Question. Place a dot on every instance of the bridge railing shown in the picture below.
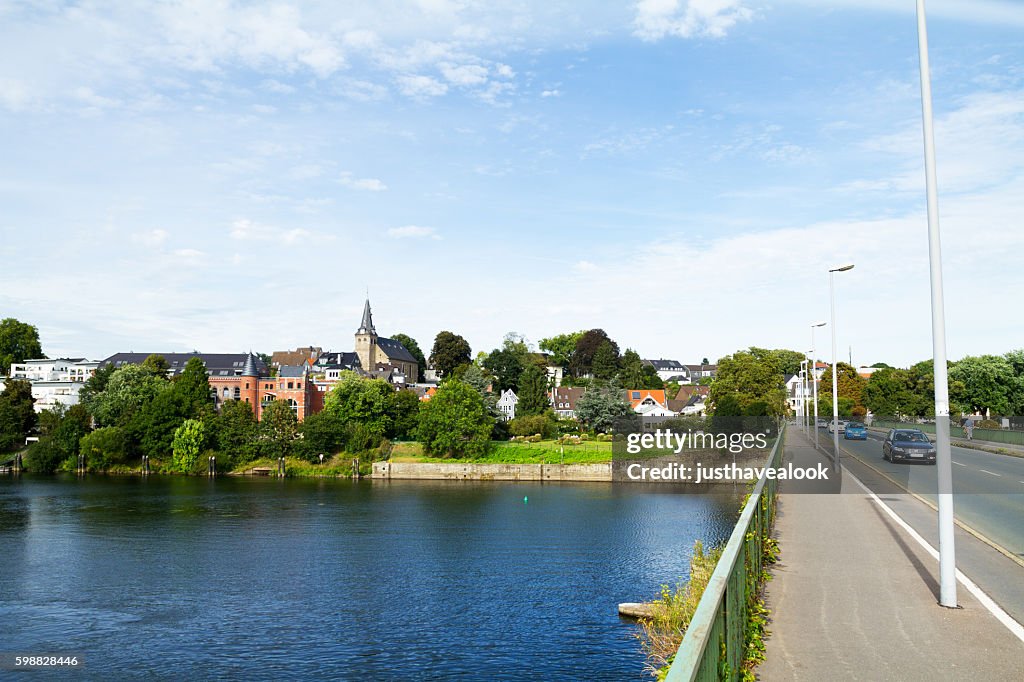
(715, 643)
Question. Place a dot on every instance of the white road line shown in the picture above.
(1013, 626)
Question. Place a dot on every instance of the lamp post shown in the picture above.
(943, 459)
(832, 296)
(814, 378)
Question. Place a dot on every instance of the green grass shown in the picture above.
(502, 452)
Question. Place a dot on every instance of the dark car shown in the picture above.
(855, 431)
(907, 445)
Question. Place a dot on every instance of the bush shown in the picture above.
(104, 448)
(526, 426)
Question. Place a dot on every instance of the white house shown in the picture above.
(55, 381)
(507, 403)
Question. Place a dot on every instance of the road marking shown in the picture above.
(1013, 626)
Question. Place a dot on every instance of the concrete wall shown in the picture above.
(444, 471)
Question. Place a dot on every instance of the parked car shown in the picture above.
(907, 445)
(855, 431)
(842, 426)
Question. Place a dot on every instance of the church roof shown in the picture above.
(367, 326)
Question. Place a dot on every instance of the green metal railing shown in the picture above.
(988, 435)
(715, 643)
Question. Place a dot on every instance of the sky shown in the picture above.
(221, 176)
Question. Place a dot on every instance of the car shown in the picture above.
(842, 426)
(907, 445)
(855, 431)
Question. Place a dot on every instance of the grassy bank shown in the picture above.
(502, 452)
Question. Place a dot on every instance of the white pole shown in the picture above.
(947, 555)
(835, 424)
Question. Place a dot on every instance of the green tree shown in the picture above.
(990, 384)
(414, 349)
(403, 410)
(561, 347)
(750, 376)
(450, 351)
(364, 401)
(16, 415)
(851, 384)
(189, 439)
(235, 430)
(532, 392)
(278, 430)
(18, 342)
(603, 410)
(104, 448)
(455, 422)
(605, 363)
(587, 348)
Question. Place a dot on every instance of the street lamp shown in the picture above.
(943, 458)
(832, 296)
(814, 379)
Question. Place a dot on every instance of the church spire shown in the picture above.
(367, 326)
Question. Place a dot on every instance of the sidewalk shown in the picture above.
(853, 597)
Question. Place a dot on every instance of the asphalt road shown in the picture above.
(988, 488)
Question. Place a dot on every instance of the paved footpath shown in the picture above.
(854, 597)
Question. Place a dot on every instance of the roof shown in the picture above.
(216, 364)
(394, 350)
(638, 395)
(665, 366)
(367, 325)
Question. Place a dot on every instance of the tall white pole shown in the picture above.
(947, 555)
(835, 425)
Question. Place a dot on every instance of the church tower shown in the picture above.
(366, 340)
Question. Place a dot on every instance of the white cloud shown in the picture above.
(367, 183)
(244, 229)
(688, 18)
(413, 232)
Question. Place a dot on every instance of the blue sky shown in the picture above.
(219, 176)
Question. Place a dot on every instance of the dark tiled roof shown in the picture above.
(394, 350)
(216, 364)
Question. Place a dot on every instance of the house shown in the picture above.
(670, 370)
(648, 402)
(54, 381)
(563, 400)
(506, 403)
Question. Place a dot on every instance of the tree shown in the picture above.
(603, 409)
(561, 347)
(990, 385)
(403, 409)
(18, 342)
(157, 365)
(455, 422)
(189, 439)
(851, 384)
(278, 430)
(358, 400)
(235, 430)
(104, 446)
(414, 349)
(450, 352)
(532, 392)
(750, 376)
(587, 347)
(605, 363)
(16, 415)
(507, 366)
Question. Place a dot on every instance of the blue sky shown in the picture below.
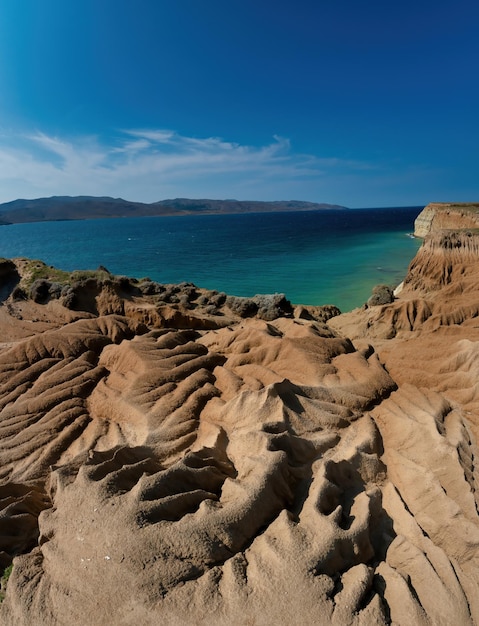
(363, 104)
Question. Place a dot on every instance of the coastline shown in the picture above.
(168, 451)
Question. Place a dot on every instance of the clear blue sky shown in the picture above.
(371, 103)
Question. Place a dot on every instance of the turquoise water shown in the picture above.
(321, 257)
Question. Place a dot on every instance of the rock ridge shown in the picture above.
(175, 455)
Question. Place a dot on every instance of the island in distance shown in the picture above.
(90, 207)
(174, 455)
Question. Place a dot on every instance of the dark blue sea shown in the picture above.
(320, 257)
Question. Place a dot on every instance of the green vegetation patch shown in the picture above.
(35, 270)
(82, 275)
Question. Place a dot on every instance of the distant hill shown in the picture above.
(89, 207)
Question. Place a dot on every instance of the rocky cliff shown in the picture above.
(442, 215)
(172, 455)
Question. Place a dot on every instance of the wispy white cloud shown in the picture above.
(151, 164)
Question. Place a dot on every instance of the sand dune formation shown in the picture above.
(174, 456)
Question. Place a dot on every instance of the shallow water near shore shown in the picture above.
(320, 257)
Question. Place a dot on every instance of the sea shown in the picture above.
(313, 257)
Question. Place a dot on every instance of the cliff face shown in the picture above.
(440, 215)
(166, 460)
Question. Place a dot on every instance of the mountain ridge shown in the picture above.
(57, 208)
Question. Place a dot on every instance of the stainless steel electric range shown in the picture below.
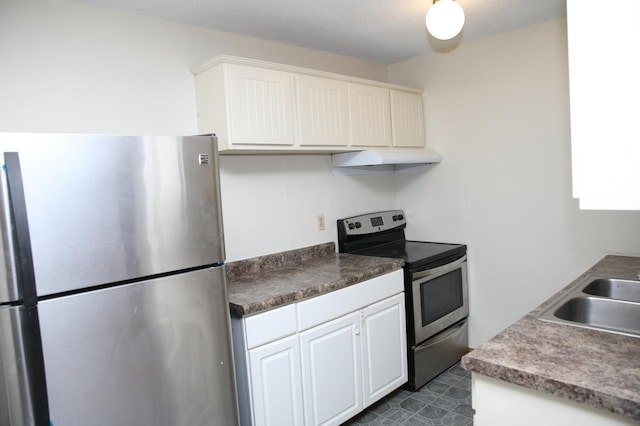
(436, 299)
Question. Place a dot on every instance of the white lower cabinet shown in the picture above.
(276, 385)
(332, 371)
(323, 360)
(384, 349)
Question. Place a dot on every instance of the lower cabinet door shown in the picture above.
(276, 386)
(332, 371)
(384, 344)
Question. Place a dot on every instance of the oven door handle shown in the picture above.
(440, 269)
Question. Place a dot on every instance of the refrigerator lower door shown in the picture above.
(15, 404)
(154, 353)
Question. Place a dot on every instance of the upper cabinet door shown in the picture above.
(370, 113)
(407, 115)
(260, 106)
(322, 111)
(604, 92)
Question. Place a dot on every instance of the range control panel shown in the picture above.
(372, 223)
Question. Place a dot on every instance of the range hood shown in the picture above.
(385, 156)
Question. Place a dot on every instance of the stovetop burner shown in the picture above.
(382, 234)
(417, 254)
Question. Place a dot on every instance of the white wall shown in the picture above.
(498, 111)
(72, 68)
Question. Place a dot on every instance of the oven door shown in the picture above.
(439, 298)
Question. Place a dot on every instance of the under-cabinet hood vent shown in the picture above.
(386, 160)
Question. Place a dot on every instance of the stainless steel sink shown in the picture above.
(599, 303)
(614, 288)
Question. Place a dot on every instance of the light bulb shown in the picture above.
(445, 19)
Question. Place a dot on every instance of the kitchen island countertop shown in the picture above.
(591, 367)
(262, 283)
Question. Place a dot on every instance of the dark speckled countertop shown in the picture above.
(592, 367)
(266, 282)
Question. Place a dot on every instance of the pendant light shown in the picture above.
(445, 19)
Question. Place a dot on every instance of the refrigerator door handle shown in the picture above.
(30, 324)
(22, 244)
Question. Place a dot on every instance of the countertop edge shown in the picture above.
(490, 360)
(296, 275)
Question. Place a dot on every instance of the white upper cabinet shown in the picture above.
(604, 92)
(260, 106)
(370, 110)
(256, 106)
(322, 111)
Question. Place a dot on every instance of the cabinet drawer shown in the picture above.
(269, 326)
(329, 306)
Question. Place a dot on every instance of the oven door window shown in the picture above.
(441, 296)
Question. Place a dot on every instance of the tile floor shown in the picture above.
(445, 401)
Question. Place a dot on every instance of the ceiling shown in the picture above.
(383, 31)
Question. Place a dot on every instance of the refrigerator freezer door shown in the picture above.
(155, 353)
(105, 209)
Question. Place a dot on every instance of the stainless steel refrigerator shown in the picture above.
(113, 304)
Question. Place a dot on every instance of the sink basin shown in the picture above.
(599, 303)
(600, 313)
(616, 289)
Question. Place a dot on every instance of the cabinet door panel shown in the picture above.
(322, 111)
(261, 106)
(276, 386)
(332, 375)
(408, 120)
(370, 114)
(384, 348)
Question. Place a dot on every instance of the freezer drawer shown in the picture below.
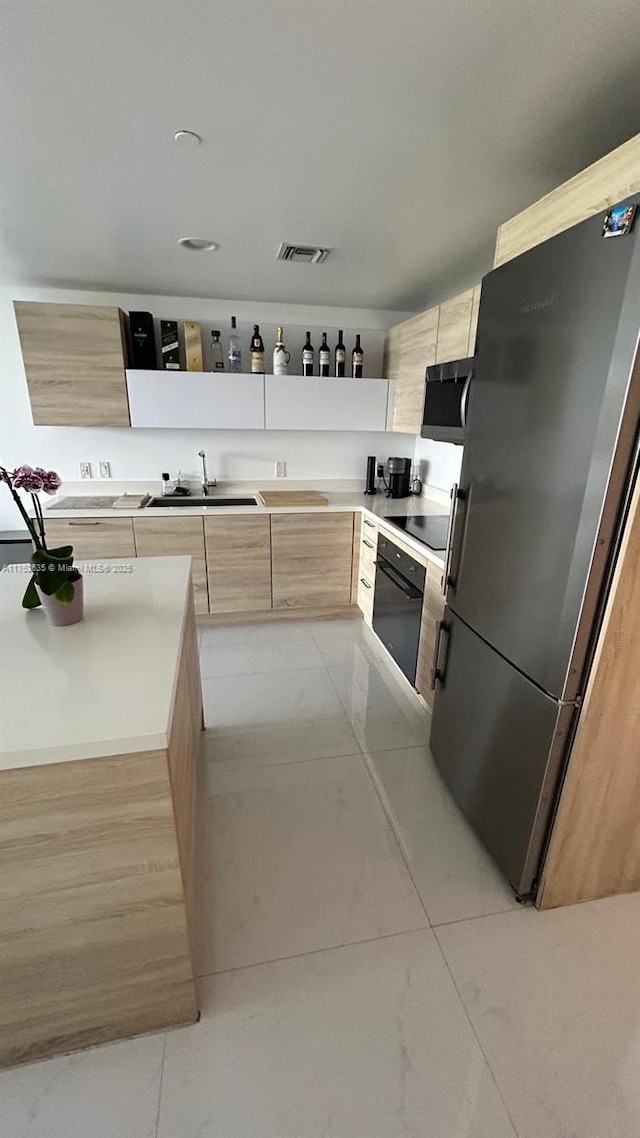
(498, 741)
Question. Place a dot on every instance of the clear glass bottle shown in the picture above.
(235, 349)
(216, 357)
(280, 355)
(339, 356)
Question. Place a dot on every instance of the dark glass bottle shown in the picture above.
(357, 360)
(323, 359)
(308, 356)
(339, 356)
(256, 351)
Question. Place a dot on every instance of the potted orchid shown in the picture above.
(55, 583)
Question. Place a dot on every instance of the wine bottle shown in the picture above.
(216, 359)
(308, 356)
(357, 360)
(339, 356)
(323, 357)
(256, 351)
(280, 355)
(235, 351)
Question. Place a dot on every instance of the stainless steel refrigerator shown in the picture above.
(549, 459)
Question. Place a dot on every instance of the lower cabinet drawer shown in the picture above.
(161, 537)
(366, 584)
(92, 537)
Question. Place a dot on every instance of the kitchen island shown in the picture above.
(99, 734)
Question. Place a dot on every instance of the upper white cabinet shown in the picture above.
(196, 398)
(295, 403)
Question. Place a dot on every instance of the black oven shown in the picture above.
(398, 604)
(446, 395)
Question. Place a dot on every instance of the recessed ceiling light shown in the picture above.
(198, 244)
(188, 137)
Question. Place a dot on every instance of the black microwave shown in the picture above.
(446, 396)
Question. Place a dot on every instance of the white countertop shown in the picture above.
(103, 686)
(343, 496)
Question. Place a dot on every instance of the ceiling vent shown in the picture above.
(302, 254)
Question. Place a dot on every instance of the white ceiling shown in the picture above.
(400, 132)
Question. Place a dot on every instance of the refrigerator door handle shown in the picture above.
(449, 549)
(440, 673)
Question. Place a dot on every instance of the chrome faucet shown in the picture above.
(207, 483)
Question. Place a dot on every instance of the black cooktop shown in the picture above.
(431, 529)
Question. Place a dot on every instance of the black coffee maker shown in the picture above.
(399, 477)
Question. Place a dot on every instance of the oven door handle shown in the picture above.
(437, 674)
(409, 591)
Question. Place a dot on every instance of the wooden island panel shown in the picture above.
(96, 889)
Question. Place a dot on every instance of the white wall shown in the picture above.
(437, 463)
(144, 454)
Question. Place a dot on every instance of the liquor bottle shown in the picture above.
(235, 351)
(339, 356)
(357, 360)
(280, 355)
(308, 356)
(216, 357)
(256, 351)
(323, 357)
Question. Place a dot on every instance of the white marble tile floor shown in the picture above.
(363, 969)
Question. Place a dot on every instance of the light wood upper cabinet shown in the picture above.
(409, 348)
(593, 190)
(158, 537)
(92, 538)
(474, 323)
(74, 360)
(311, 559)
(238, 555)
(453, 327)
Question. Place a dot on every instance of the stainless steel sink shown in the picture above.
(196, 503)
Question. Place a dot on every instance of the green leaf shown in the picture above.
(31, 599)
(66, 593)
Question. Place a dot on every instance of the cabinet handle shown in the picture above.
(450, 537)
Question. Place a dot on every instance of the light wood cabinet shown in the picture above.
(453, 327)
(156, 537)
(592, 190)
(74, 360)
(474, 322)
(238, 557)
(409, 348)
(311, 560)
(92, 538)
(433, 610)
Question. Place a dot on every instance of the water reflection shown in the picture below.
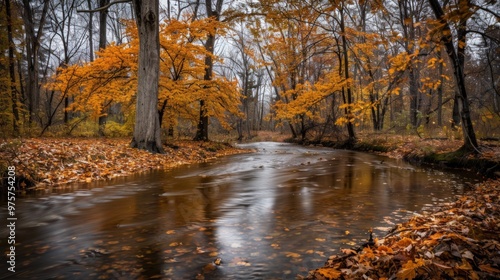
(272, 214)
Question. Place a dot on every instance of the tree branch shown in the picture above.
(104, 7)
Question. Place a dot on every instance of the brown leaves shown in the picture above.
(57, 161)
(459, 241)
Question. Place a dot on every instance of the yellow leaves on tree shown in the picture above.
(112, 77)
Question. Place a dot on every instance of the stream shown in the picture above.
(272, 214)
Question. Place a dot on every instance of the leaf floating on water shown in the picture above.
(213, 254)
(327, 273)
(292, 255)
(243, 263)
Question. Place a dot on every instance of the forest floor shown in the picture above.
(54, 162)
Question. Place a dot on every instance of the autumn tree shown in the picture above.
(34, 28)
(446, 36)
(13, 88)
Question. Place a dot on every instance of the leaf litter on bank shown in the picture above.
(44, 162)
(458, 241)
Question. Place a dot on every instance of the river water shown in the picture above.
(272, 214)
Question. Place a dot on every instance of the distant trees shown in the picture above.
(318, 69)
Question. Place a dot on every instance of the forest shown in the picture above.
(317, 70)
(116, 115)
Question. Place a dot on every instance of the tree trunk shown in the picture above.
(470, 142)
(32, 53)
(202, 129)
(12, 71)
(440, 92)
(103, 16)
(147, 122)
(350, 126)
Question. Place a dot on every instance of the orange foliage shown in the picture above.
(112, 77)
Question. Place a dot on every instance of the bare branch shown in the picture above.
(104, 7)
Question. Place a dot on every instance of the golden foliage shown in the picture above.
(112, 77)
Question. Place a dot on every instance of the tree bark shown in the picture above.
(32, 53)
(147, 122)
(12, 70)
(350, 126)
(103, 16)
(470, 142)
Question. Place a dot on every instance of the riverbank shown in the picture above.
(460, 240)
(50, 162)
(442, 153)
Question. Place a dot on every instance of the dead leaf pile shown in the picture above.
(56, 161)
(458, 241)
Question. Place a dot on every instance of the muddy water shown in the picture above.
(271, 214)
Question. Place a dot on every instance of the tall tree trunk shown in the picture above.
(348, 101)
(202, 129)
(103, 16)
(440, 91)
(470, 142)
(12, 71)
(32, 53)
(147, 122)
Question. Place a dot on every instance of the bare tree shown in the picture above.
(34, 31)
(470, 142)
(147, 122)
(12, 71)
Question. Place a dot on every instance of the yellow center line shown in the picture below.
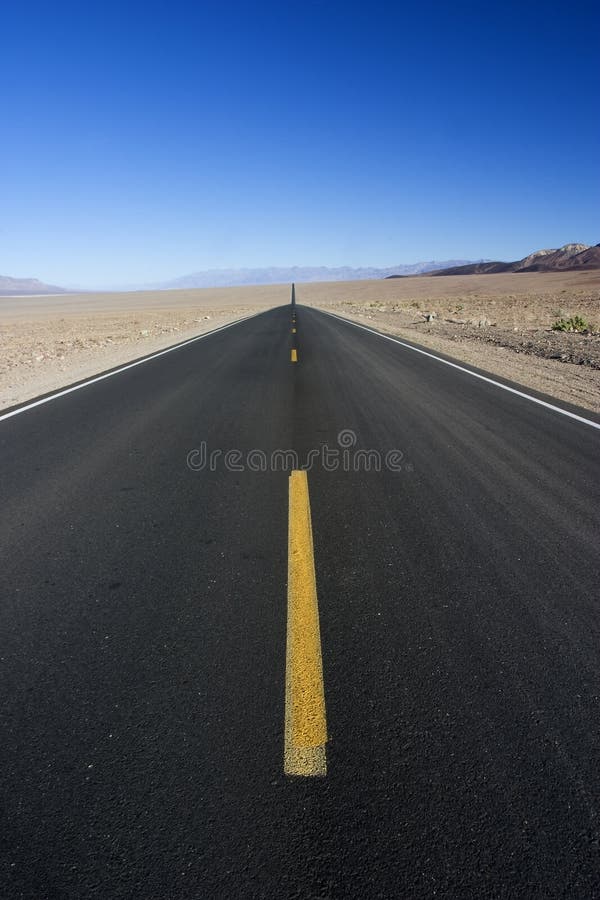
(305, 719)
★ ★ ★ ★ ★ ★ ★
▶ Requirement:
Exactly repeat every line from the line that includes "Question. Place a dot on every instance of the riverbank" to the end of the listing, and nothing else, leaving pictures out.

▶ Written reply:
Question. Place a dot on every instance of the riverbank shown in the picture above.
(460, 240)
(50, 162)
(442, 153)
Question. Place a dot on every instance of the dead leaf pile shown in the picture above.
(56, 161)
(458, 241)
Question. Place a dot on every instance of the muddy water shown in the picture above.
(271, 214)
Question. Place a dot on every instance of the tall tree trunk shown in the picture above.
(348, 101)
(202, 129)
(103, 16)
(440, 91)
(470, 142)
(12, 71)
(32, 53)
(147, 122)
Question. Place a dot on every instance of the bare tree shown in the picture above.
(34, 31)
(470, 142)
(147, 122)
(12, 71)
Question. Place a dot on every instance of the yellow center line shown in the picture below.
(305, 719)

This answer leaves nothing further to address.